A block of data
- - - - - - -

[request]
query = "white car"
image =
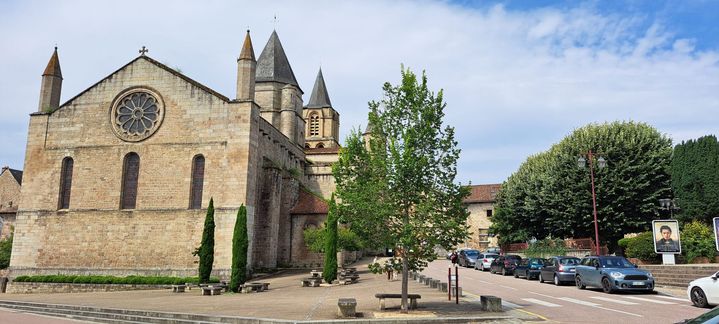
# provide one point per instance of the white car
(704, 292)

- - - - - - -

STATED TASK ::
Please output the lines above word for word, leaving out the pictures.

TASK RESULT ::
[request]
query = "white car"
image =
# provide one point per instance of the white car
(704, 292)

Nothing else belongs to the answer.